Problem 1:
Answer these from the post about eM Client performance, giving each answer on its own line marked (a), (b), (c):
(a) Which eM Client version is the 2010 MacBook Pro stuck on?
(b) About how long does eM Client take to start on the iMac?
(c) How much SSD storage does the iMac's Fusion drive have?
Problem 2:
For each statement, say yes or no according to the post about eM Client performance, and quote the words from the post that decide it. Mark your answers (a), (b), (c).
(a) The Windows 11 laptop runs eM Client 9.2.
(b) The iMac has 16GB of RAM.
(c) The writer has had performance complaints with Apple Mail on the iMac.
Problem 3:
Reproduce the post about eM Client performance word for word, from "Now, here is" up to and including "from eM Client.".

Text provided:

Performance of eM Client on SSD versus Hard Drive

I am running eM Client on 3 computers - an old 2010 MacBook Pro, which is stuck on eM Client 8.x, an iMac 27 2017 (9.2) and a Windows 11 laptop (also on 9.2). I also use a local IMAP server for manual filing of important mails, and take advantage of the automatic archiving feature on the iMac in order to keep storage down on my various Gmail accounts.

Now, here is where my question(s) come in. The iMac, which has a decent Core i7 and 24GB of RAM, is the SLOWEST of all for launching eM Client. It literally takes about 5 minutes to start eM Client, or to close eM Client. The other two computers are much much faster - like an order of magnitude faster, coming up in a few seconds. The two laptops both run from SSD storage. Now, granted, they don’t have the local archives that the iMac has, but the other thing is - the iMac is the last computer I have with a spinning hard drive - it has what Apple calls a “Fusion” drive, which is a 1TB 7200rpm drive with 32GB of SSD storage that caches the most frequently used data. Never had any performance complaints with Apple Mail or much of anything else on this computer, aside from eM Client.

Oh - and SEARCH in eM Client on the main computer (iMac) is agonizingly slow…

I am wondering if my performance issues are due to use of a traditional hard drive versus an SSD, or if its is due to the large volumes of locally archived email.

Data for review:
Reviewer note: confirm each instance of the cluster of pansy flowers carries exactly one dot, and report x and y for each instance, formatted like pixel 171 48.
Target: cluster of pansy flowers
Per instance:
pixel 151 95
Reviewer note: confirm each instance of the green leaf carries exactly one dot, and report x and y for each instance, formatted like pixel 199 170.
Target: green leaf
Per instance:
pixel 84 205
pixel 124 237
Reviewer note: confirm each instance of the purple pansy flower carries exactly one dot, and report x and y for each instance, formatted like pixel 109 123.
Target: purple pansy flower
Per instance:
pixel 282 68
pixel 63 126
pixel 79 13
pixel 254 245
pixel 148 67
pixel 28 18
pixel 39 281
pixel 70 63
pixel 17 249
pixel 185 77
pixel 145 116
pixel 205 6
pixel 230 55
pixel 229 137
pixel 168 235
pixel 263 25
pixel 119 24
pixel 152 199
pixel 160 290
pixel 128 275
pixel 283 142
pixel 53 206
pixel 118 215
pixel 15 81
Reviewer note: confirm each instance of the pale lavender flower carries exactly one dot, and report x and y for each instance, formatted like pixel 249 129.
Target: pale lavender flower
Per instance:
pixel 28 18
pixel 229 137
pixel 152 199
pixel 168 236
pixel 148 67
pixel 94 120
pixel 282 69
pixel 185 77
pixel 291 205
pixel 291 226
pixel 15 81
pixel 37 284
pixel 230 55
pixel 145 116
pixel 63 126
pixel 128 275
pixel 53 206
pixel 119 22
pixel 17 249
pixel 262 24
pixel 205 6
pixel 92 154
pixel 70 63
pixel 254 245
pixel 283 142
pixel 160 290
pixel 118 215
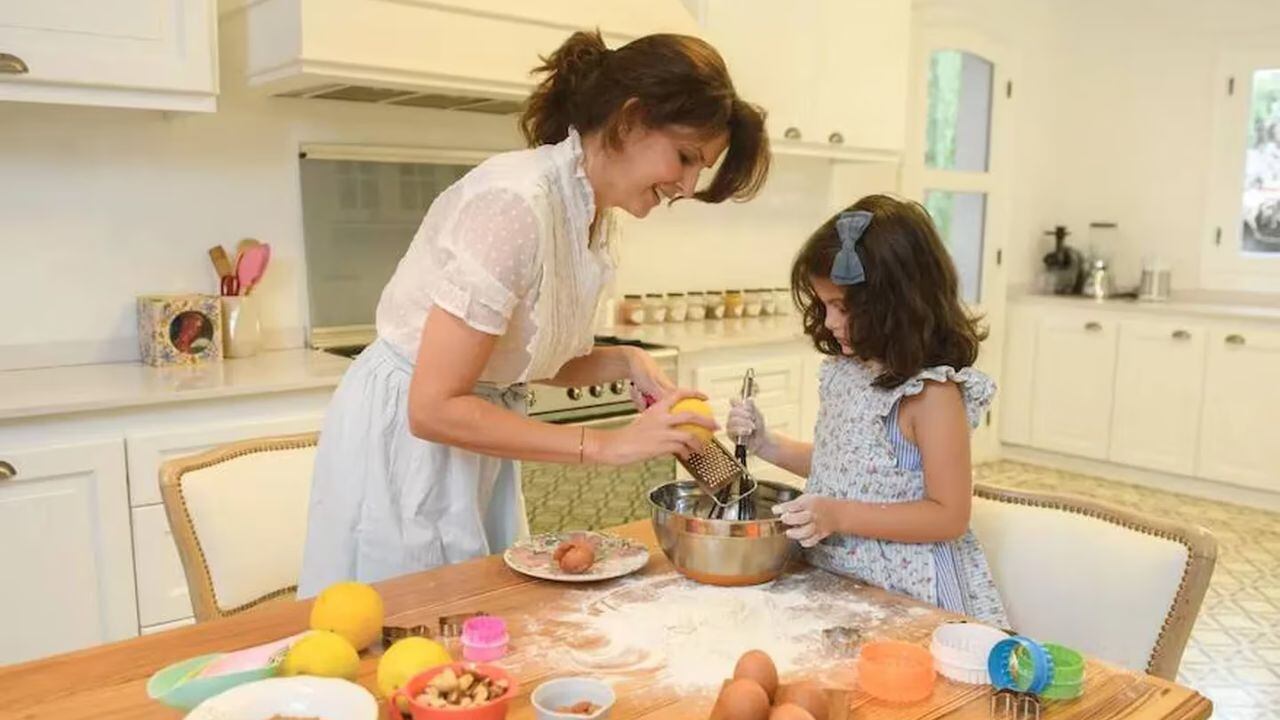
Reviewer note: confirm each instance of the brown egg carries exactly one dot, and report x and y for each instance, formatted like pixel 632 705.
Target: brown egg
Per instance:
pixel 790 711
pixel 808 696
pixel 741 700
pixel 577 559
pixel 757 665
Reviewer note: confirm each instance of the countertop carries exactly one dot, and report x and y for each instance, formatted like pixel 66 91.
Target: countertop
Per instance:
pixel 714 335
pixel 1239 305
pixel 110 680
pixel 78 388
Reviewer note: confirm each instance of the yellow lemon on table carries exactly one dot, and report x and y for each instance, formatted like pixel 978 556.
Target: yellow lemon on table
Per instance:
pixel 321 654
pixel 408 657
pixel 699 408
pixel 352 610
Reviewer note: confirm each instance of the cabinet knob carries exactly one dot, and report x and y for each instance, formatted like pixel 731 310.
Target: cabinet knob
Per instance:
pixel 13 65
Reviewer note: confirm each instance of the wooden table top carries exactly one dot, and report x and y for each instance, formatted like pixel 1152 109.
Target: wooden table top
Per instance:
pixel 109 682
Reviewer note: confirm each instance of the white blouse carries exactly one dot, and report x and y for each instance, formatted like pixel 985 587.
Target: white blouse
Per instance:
pixel 507 250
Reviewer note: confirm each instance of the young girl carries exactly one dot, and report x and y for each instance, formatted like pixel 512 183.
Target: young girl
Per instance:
pixel 890 486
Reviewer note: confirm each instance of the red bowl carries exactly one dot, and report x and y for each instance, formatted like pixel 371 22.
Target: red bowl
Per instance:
pixel 492 710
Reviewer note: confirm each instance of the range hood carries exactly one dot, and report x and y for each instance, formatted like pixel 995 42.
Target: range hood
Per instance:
pixel 451 54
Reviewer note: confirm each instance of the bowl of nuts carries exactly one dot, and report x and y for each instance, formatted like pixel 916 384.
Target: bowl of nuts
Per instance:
pixel 460 691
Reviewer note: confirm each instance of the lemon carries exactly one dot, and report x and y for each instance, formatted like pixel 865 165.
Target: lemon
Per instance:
pixel 321 654
pixel 699 408
pixel 408 657
pixel 352 610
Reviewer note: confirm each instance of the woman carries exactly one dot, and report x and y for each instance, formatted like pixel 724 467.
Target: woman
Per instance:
pixel 416 460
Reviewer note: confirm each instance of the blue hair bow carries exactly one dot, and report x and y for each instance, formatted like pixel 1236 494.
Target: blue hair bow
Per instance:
pixel 848 267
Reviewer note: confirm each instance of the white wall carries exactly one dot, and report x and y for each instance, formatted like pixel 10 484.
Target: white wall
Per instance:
pixel 101 205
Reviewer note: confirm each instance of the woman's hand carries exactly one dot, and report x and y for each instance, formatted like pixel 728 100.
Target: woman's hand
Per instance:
pixel 647 378
pixel 810 518
pixel 653 433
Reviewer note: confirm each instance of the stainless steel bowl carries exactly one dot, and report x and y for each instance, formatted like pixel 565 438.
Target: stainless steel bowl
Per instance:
pixel 722 552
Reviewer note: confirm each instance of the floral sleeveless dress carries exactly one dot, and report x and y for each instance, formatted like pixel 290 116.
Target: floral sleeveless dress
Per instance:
pixel 859 455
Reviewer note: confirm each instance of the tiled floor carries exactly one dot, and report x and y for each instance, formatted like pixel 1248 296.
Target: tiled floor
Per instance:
pixel 1234 652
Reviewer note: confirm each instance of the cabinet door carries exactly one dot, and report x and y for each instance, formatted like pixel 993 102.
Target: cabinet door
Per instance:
pixel 1075 356
pixel 1242 408
pixel 67 563
pixel 1016 382
pixel 867 72
pixel 1157 395
pixel 133 53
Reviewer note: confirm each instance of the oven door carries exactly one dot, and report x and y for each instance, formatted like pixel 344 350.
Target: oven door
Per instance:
pixel 588 497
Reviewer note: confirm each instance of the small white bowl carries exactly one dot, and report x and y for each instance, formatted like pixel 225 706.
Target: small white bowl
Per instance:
pixel 568 691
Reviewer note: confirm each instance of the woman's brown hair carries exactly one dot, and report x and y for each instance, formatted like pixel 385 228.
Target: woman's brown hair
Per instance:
pixel 906 314
pixel 675 80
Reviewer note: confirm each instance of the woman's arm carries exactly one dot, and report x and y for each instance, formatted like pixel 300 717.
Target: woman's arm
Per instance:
pixel 935 420
pixel 442 408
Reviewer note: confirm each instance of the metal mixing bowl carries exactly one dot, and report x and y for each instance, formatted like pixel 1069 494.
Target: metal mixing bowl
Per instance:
pixel 722 552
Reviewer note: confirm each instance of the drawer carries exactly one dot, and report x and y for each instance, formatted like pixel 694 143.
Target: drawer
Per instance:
pixel 161 584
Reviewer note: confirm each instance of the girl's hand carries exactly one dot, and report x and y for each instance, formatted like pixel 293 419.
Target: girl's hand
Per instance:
pixel 653 433
pixel 746 422
pixel 648 378
pixel 810 518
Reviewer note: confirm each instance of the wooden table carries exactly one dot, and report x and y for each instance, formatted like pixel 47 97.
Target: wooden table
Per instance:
pixel 109 682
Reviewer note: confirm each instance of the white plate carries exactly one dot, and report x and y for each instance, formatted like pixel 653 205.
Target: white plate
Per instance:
pixel 325 698
pixel 615 556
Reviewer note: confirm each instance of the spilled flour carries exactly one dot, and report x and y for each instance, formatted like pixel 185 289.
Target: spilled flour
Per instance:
pixel 690 636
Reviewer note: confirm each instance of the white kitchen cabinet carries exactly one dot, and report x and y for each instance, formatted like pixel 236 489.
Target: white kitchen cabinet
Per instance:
pixel 1016 379
pixel 155 54
pixel 1155 420
pixel 67 561
pixel 1240 420
pixel 817 67
pixel 1074 372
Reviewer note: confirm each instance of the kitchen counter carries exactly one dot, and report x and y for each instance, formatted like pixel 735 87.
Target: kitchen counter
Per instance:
pixel 1240 305
pixel 78 388
pixel 547 619
pixel 716 335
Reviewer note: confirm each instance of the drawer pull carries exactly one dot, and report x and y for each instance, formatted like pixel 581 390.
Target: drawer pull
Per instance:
pixel 13 65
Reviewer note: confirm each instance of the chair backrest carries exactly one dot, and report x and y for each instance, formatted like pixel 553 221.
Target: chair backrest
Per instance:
pixel 238 515
pixel 1110 582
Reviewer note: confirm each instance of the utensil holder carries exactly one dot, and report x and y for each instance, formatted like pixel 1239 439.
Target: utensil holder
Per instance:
pixel 242 327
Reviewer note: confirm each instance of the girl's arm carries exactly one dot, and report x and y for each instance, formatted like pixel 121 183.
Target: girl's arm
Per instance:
pixel 442 408
pixel 935 420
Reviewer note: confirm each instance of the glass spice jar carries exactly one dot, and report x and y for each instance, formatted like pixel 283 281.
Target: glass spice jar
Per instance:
pixel 735 302
pixel 677 308
pixel 654 308
pixel 714 305
pixel 696 301
pixel 632 309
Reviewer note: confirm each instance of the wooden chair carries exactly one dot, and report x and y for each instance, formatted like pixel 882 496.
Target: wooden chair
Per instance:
pixel 1110 582
pixel 238 515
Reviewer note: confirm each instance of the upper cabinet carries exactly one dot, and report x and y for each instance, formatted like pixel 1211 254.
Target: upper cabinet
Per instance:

Written reply 1:
(a) eM Client 8.x
(b) About 5 minutes
(c) 32GB

Written reply 2:
(a) Yes: "a Windows 11 laptop (also on 9.2)"
(b) No: "a decent Core i7 and 24GB of RAM"
(c) No: "Never had any performance complaints with Apple Mail"

Written reply 3:
Now, here is where my question(s) come in. The iMac, which has a decent Core i7 and 24GB of RAM, is the SLOWEST of all for launching eM Client. It literally takes about 5 minutes to start eM Client, or to close eM Client. The other two computers are much much faster - like an order of magnitude faster, coming up in a few seconds. The two laptops both run from SSD storage. Now, granted, they don’t have the local archives that the iMac has, but the other thing is - the iMac is the last computer I have with a spinning hard drive - it has what Apple calls a “Fusion” drive, which is a 1TB 7200rpm drive with 32GB of SSD storage that caches the most frequently used data. Never had any performance complaints with Apple Mail or much of anything else on this computer, aside from eM Client.